→ Tekstfragment:
++++++++

Bij beschikking van 3 oktober 2021 is een voorlopige voogdij over [naam kind ] uitgesproken voor de duur van drie maanden. Dit wordt op dit moment uitgeoefend door de GI.
[naam minderjarige] verblijft samen met [naam kind ] in een crisispleeggezin.
De GI heeft zich schriftelijk bereid verklaard de voogdij op zich te nemen.
Ten aanzien van [naam minderjarige] en [naam kind ]
Bij beschikking van 15 oktober 2021 is de spoedbeslissing van [geboortedatum kind ] 2021 met betrekking tot de voorlopige voogdij over [naam kind ] in stand gehouden, is de machtiging tot uithuisplaatsing van [naam minderjarige] verlengd tot 15 januari 2022 en is het primaire verzoek van [naam minderjarige] tot het verkrijgen van de status van meerderjarige afgewezen. De beslissing op het verzoek van de Raad (C/10/624333) en het subsidiaire verzoek van [naam minderjarige] om oma mz met de voogdij te belasten (C/10/623883) is aangehouden. De maatregel van de voorlopige voogdij blijft gelden tot dat hier op is beslist.

De (aangehouden) verzoeken

De Raad heeft verzocht om op grond van 1:295 jo. 1:299 van het Burgerlijk Wetboek (BW) de GI als voogd te benoemen over [naam kind ] .
[naam minderjarige] heeft subsidiair verzocht om de oma mz te belasten met de voogdij over [naam kind ] .
De GI heeft verzocht de machtiging tot uithuisplaatsing van [naam minderjarige] in een accommodatie jeugdhulpaanbieder te verlengen voor de duur van de ondertoezichtstelling.

De standpunten

De Raad
De Raad heeft ter zitting het aangehouden verzoek met betrekking tot het benoemen van de GI als voogd over [naam kind ] gehandhaafd. Ook ondersteunt de Raad het verzoek van de GI tot uithuisplaatsing van [naam minderjarige] .
De Raad vindt dat er nog steeds zorgen zijn over de opvoedvaardigheden van oma mz en de opvoedingsomgeving bij haar. Oma mz heeft onvoldoende inzicht in de behoeften van haar kinderen. De verzorging van een jonge baby als [naam kind ] vraagt veel. De plek bij oma vz is geen optie meer. Na de zitting van 15 oktober 2021 is oma vz gescreend door Enver. Zij hebben negatief geadviseerd over een plaatsing van [naam kind ] bij oma vz.

++++++++

→ Studievragen:
a) Tot welke datum is volgens de tekst over de voogdijzaak de machtiging tot uithuisplaatsing verlengd?
b) Schrijf de tekst over de voogdijzaak verder na de laatste zin.

→ Brongegevens:
++++++++

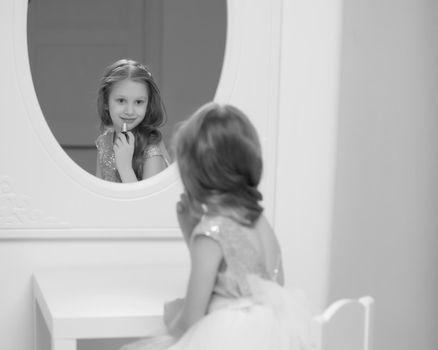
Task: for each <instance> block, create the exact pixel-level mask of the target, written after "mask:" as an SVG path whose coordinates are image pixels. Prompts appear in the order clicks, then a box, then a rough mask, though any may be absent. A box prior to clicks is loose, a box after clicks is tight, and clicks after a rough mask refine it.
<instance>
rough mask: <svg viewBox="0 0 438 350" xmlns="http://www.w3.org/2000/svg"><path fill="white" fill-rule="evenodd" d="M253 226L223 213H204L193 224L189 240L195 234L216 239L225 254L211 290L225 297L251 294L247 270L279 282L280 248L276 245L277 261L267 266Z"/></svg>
mask: <svg viewBox="0 0 438 350" xmlns="http://www.w3.org/2000/svg"><path fill="white" fill-rule="evenodd" d="M255 234H257V232H255V230H254V228H251V227H248V226H243V225H241V224H240V223H238V222H237V221H235V220H233V219H231V218H229V217H226V216H207V215H204V216H203V217H202V219H201V221H200V222H199V224H198V225H197V226H196V227H195V228H194V230H193V234H192V240H193V239H194V237H196V236H197V235H205V236H208V237H210V238H212V239H214V240H215V241H217V242H218V243H219V245H220V247H221V249H222V252H223V255H224V258H223V263H222V265H221V267H220V269H219V272H218V275H217V278H216V282H215V286H214V290H213V292H214V293H216V294H218V295H220V296H224V297H231V298H238V297H245V296H248V295H250V288H249V285H248V282H247V276H248V275H249V274H255V275H257V276H260V277H261V278H263V279H267V280H271V281H275V282H278V278H279V270H280V268H281V266H280V265H281V252H280V249H279V248H278V249H277V252H276V264H275V266H274V267H271V268H268V267H267V263H266V261H265V256H264V253H263V252H262V251H261V249H260V247H259V246H257V245H256V244H254V235H255Z"/></svg>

++++++++

→ Antwoorden:
a) Tot 15 januari 2022.

b)
Het is in het belang van [naam kind ] dat bekeken wordt hoe [naam minderjarige] en [naam vader] als jonge ouders in de toekomst hun opvoeding vorm gaan geven. [naam minderjarige] heeft een professionele omgeving nodig om haar opvoedvaardigheden te vergroten. [naam kind ] is immers nog erg jong en geheel afhankelijk van zijn opvoeders. Zodra de financiering is geregeld, kan [naam minderjarige] met [naam kind ] in een babyhuis worden geplaatst. Dit is in Schiedam. Dat is dichtbij oma mz.
Momenteel werken [naam minderjarige] en oma mz mee aan de plaatsing in het pleeggezin. Zij hebben een liefdevolle band met elkaar. Het is echter de vraag of zij kunnen inschatten wat een baby nodig heeft en of zij kunnen bieden wat [naam kind ] nodig heeft als hij ouder wordt en aandacht gaat vragen. Voor nu is het belangrijk voor de hechting dat [naam minderjarige] en [naam kind ] samen zijn, dat oma mz oma van [naam kind ] kan zijn en een band met hem kan opbouwen en dat zij moeder kan blijven van [naam minderjarige] . Het is dan ook noodzakelijk dat de voogdij over [naam kind ] bij de GI komt te liggen. Ook moet er aandacht zijn voor de rol van [naam vader] als vader van [naam kind ] .
Voor de beantwoording van de vraag of [naam minderjarige] op termijn bij oma mz terug kan worden geplaatst, is de komende periode nader onderzoek nodig.
De GI
De GI heeft ter zitting het verzoek tot uithuisplaatsing verduidelijkt, in die zin dat verzocht wordt om een machtiging uithuisplaatsing van [naam minderjarige] in het huidige crisispleeggezin en een accommodatie jeugdhulpaanbieder. Zodra er plek is kan [naam minderjarige] dan over. Ter onderbouwing van dit verzoek en ter ondersteuning van het verzoek van de Raad is het volgende aangevoerd.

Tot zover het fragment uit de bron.